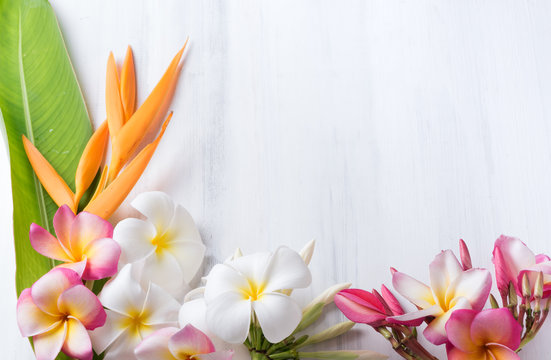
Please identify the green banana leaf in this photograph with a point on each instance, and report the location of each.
(39, 97)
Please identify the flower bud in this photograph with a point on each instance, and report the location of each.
(327, 296)
(307, 251)
(526, 290)
(465, 255)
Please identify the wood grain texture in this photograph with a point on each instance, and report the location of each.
(387, 130)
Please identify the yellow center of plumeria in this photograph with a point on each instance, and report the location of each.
(254, 291)
(161, 242)
(136, 322)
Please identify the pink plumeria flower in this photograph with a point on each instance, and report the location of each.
(512, 259)
(489, 334)
(362, 306)
(174, 344)
(451, 289)
(84, 243)
(56, 311)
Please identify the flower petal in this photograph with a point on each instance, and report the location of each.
(224, 278)
(30, 318)
(218, 355)
(413, 290)
(103, 257)
(458, 329)
(501, 352)
(77, 267)
(189, 255)
(286, 270)
(155, 346)
(105, 335)
(157, 206)
(77, 342)
(510, 256)
(436, 330)
(161, 307)
(88, 227)
(415, 318)
(47, 345)
(229, 316)
(474, 285)
(360, 306)
(278, 315)
(63, 220)
(443, 270)
(123, 293)
(46, 244)
(46, 290)
(134, 237)
(82, 304)
(162, 269)
(191, 341)
(496, 326)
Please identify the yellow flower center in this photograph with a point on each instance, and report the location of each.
(254, 291)
(135, 323)
(161, 242)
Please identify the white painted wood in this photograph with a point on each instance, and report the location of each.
(387, 130)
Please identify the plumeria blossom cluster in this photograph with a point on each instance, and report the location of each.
(453, 306)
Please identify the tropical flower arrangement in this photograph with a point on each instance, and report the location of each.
(91, 289)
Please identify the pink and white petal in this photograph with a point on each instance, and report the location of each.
(501, 352)
(278, 315)
(474, 285)
(190, 341)
(77, 342)
(286, 270)
(224, 278)
(163, 308)
(135, 236)
(182, 227)
(189, 255)
(415, 318)
(63, 220)
(46, 244)
(82, 304)
(157, 206)
(496, 326)
(458, 329)
(360, 306)
(229, 316)
(46, 290)
(102, 337)
(435, 332)
(123, 293)
(218, 355)
(456, 354)
(77, 267)
(30, 319)
(103, 257)
(47, 345)
(155, 346)
(253, 266)
(444, 269)
(86, 228)
(413, 290)
(162, 269)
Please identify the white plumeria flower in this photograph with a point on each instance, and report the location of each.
(168, 242)
(133, 312)
(253, 284)
(194, 312)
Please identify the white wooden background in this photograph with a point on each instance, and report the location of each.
(387, 130)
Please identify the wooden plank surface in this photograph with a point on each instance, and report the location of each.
(386, 130)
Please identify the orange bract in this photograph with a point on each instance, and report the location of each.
(127, 130)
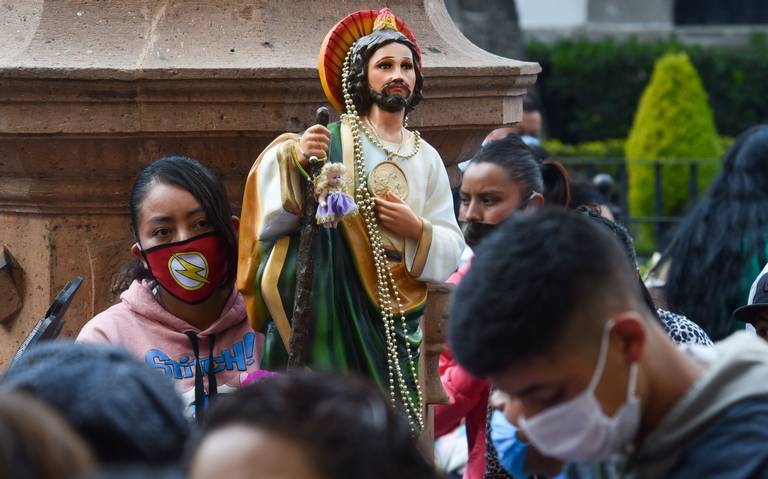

|---|

◆ Objective ◆
Report how many lines of the rows above contain the string "wooden", treating case as significant, and give only the number.

◆ Written solution ◆
2